Text segment ▸
____
The Supreme Court of Appeal in South Africa has been compelled to overturn the judgement of the Eastern Cape Acting Judge Templeton Mageza who allegedly “took pity” on a man found guilty of raping a 9-yr-old child three times in a week.
Mageza, according to the Supreme Court of Appeal apparently believed the assaults were not the “worst kind” of rapes – hence he lowered the mandatory sentence of life imprisonment.
The Supreme Court interpreted Mageza’s judgement as a product of “flimsy reasoning” and that it was the court’s duty to stem the “pandemic of sexual violence” in South Africa,
Late last week, SCA judge Caroline Nicholls – alongside two other judges – increased the convicted rapist’s sentence, providing their analysis of the attacks that Mageza believed weren’t as bad as other sexual assaults.
This judgement comes at a time that child murders and sexual violence against children have become rife in South Africa, especially in the Western Cape.
The World Health Organization’s World Report on Violence and Health defines sexual violence as: … “any sexual act, attempt to obtain a sexual act, unwanted sexual comments or advances, or acts to traffic, or otherwise directed, against a person’s sexuality using coercion, by any person regardless of their relationship to the victim, in any setting, including but not limited to home and work”.
According to South Africa’s crime statistics released by the police in parliament on 12 September 2019.
It says sexual offences is a broad crime category that includes rape, compelled rape, sexual assault, incest, bestiality, statutory rape and the sexual grooming of children.
____
Available data ▸
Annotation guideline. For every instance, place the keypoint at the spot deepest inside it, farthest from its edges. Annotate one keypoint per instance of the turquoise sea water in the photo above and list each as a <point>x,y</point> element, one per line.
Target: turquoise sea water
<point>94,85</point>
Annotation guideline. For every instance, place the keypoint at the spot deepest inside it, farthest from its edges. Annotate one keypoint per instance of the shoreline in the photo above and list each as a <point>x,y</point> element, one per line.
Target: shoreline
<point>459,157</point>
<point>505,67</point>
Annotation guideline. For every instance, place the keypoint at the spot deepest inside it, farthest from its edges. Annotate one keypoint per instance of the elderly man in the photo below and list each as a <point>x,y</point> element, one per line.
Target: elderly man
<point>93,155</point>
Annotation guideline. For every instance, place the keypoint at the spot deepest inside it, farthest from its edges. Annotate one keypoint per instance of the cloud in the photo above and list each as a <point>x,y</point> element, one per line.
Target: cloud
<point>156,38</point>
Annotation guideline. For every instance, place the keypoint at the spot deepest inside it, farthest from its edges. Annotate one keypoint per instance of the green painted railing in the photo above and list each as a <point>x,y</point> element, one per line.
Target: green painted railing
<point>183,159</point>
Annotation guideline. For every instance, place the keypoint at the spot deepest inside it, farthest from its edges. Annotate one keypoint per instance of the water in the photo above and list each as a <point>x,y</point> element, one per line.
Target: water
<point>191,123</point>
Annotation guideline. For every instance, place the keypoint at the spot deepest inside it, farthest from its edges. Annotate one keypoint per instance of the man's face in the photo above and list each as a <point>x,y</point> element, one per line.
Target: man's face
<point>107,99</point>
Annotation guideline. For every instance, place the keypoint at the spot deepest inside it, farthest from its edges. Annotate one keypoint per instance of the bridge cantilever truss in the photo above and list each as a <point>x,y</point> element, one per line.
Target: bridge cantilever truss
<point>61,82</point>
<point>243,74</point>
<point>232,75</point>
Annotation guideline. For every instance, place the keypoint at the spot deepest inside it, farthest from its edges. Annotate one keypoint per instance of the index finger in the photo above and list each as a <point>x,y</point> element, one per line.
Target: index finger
____
What is needed ▸ List every offense the court report names as part of the sexual offences crime category. The items that come after the court report have no connection to it.

Completed task ▸
- Rape
- Compelled rape
- Sexual assault
- Incest
- Bestiality
- Statutory rape
- The sexual grooming of children